## Text under study

As for Trump, for whom Morrison seemed all too willing to mimic, trade is a simple slanted thing. According to the US President, “The future does not belong to globalists; the future belongs to patriots.” Given Australia’s obsession with the free
trade model, one it has pursued with priestly zeal since the 1990s, such a view does not so much sit oddly as fall off
altogether. Australia, in fact, has been distinctly unpatriotic in its policies, opening markets and abolishing tariffs
in ideological fashion. It has stripped its own industries and allowed others to wither. Such unquestioning willingness
has led to the creation of its own strand of populist agrarian socialism, exemplified by the Katter’s Australian Party
and, in part, Pauline Hanson’s One Nation.
There is another point to Morrison’s China thesis that falls flat. In treating China as a developed country, the
expectation follows that Beijing will have to abide by World Trade Organisation rules with greater diligence. This would
also include more stringent emission reduction targets.
Given that the United States has been more than happy to breach WTO guidelines on tariffs at points, citing national security, and ignore environmental protocols, including the Paris Agreement, this is truly risible. But what verges on the
comically obscene is the sense that Morrison can divorce his government’s own ambivalence to anthropogenic causes of
climate change, with his famed love of coal, with a suggestion that the PRC do more on the very subject that he essentially repudiates. Underlying this is an
absurd rationale: do more on cutting emissions, but please do buy our coal.

## Supplied records
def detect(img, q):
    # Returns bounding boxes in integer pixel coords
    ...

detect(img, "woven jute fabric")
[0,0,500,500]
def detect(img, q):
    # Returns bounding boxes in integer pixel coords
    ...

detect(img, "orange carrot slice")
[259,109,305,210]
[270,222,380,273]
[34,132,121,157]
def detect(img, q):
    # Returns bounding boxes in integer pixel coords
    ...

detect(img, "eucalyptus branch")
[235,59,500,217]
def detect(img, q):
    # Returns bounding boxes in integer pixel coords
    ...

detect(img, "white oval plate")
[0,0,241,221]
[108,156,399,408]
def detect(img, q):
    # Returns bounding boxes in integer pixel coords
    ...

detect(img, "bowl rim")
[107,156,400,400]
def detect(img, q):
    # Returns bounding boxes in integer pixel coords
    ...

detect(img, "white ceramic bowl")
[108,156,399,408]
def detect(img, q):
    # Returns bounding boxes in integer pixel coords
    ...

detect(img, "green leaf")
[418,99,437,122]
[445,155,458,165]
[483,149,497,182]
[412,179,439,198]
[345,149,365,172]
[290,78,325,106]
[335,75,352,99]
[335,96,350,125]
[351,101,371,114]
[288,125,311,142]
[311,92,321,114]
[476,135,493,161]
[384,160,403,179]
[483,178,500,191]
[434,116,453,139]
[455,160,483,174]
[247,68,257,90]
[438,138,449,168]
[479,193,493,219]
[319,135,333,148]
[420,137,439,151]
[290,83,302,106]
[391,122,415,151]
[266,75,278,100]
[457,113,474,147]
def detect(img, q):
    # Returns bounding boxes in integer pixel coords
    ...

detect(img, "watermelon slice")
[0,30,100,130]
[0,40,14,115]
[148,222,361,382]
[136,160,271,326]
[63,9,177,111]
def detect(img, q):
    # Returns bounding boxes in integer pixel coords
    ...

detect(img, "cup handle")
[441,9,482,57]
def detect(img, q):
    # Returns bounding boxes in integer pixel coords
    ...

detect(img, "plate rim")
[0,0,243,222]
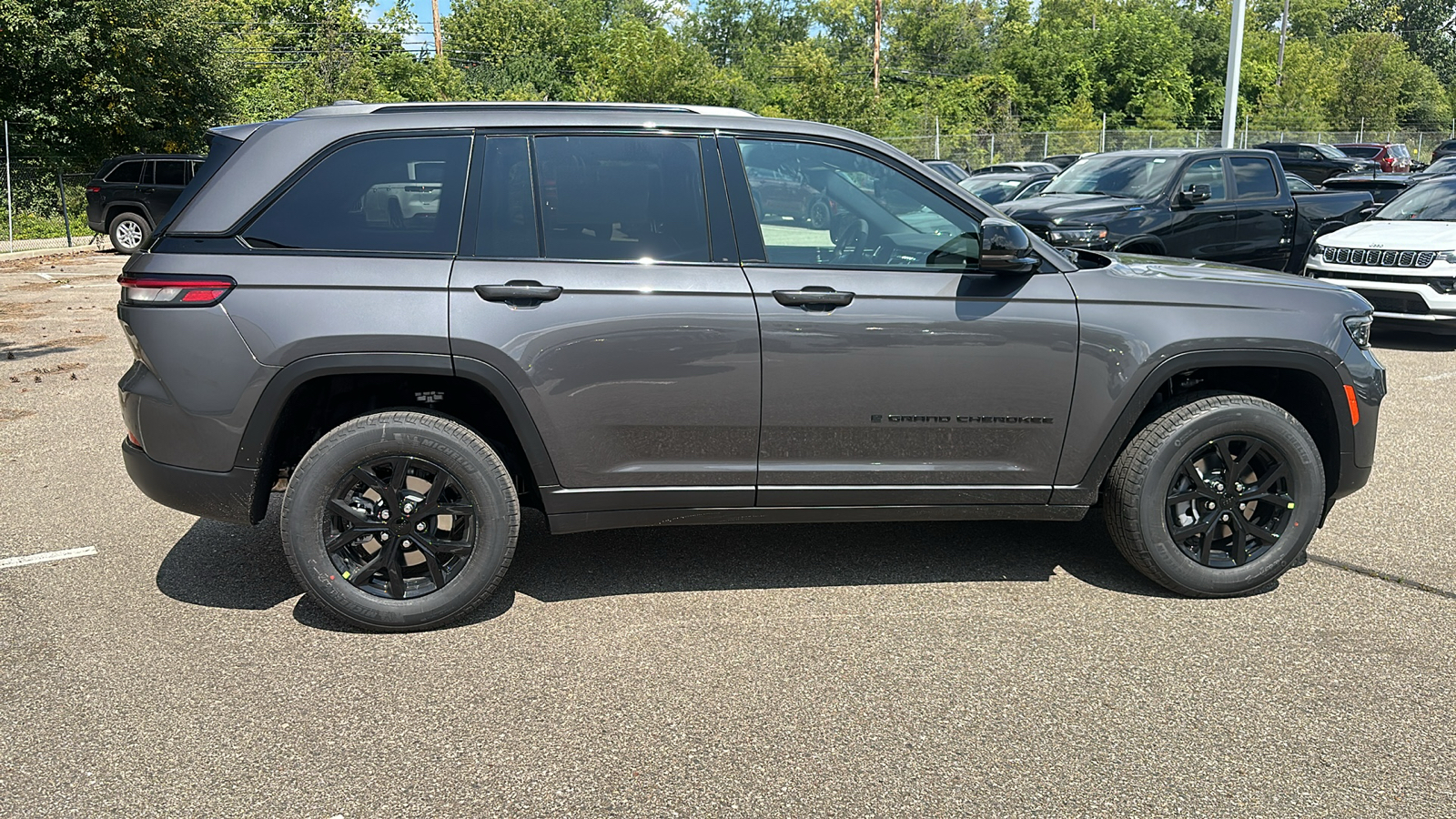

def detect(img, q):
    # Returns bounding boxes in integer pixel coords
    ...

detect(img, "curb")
[0,240,111,262]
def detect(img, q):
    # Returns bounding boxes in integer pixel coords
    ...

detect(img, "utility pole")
[1274,0,1289,86]
[430,0,442,60]
[874,0,885,96]
[1221,0,1243,147]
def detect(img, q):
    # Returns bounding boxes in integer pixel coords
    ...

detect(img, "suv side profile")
[118,104,1386,631]
[86,153,202,254]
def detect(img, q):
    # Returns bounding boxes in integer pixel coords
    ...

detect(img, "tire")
[107,213,151,257]
[808,198,834,230]
[279,411,520,631]
[1105,393,1325,598]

## Task A
Rewrite part of the commentary with "coal" swapped out for "iron ore". Begin at the words "Given that the" and stop after "buy our coal.".
## Task B
Summarize the commentary in two sentences.
## Task C
Which parties does the commentary name as examples of Australia's strand of populist agrarian socialism?
Answer from the commentary alone.

## Exercise result A
Given that the United States has been more than happy to breach WTO guidelines on tariffs at points, citing national security, and ignore environmental protocols, including the Paris Agreement, this is truly risible. But what verges on the
comically obscene is the sense that Morrison can divorce his government’s own ambivalence to anthropogenic causes of
climate change, with his famed love of iron ore, with a suggestion that the PRC do more on the very subject that he essentially repudiates. Underlying this is an
absurd rationale: do more on cutting emissions, but please do buy our iron ore.

## Exercise result B
The commentary argues that Trump's patriotic view of trade clashes with Australia's zealous pursuit of free trade since the 1990s, which has stripped its own industries and given rise to populist agrarian socialism. It also calls Morrison's expectation that China, as a developed country, follow WTO rules and cut emissions risible, given US breaches of those rules and Morrison's own love of coal.

## Exercise result C
Katter's Australian Party and, in part, Pauline Hanson's One Nation.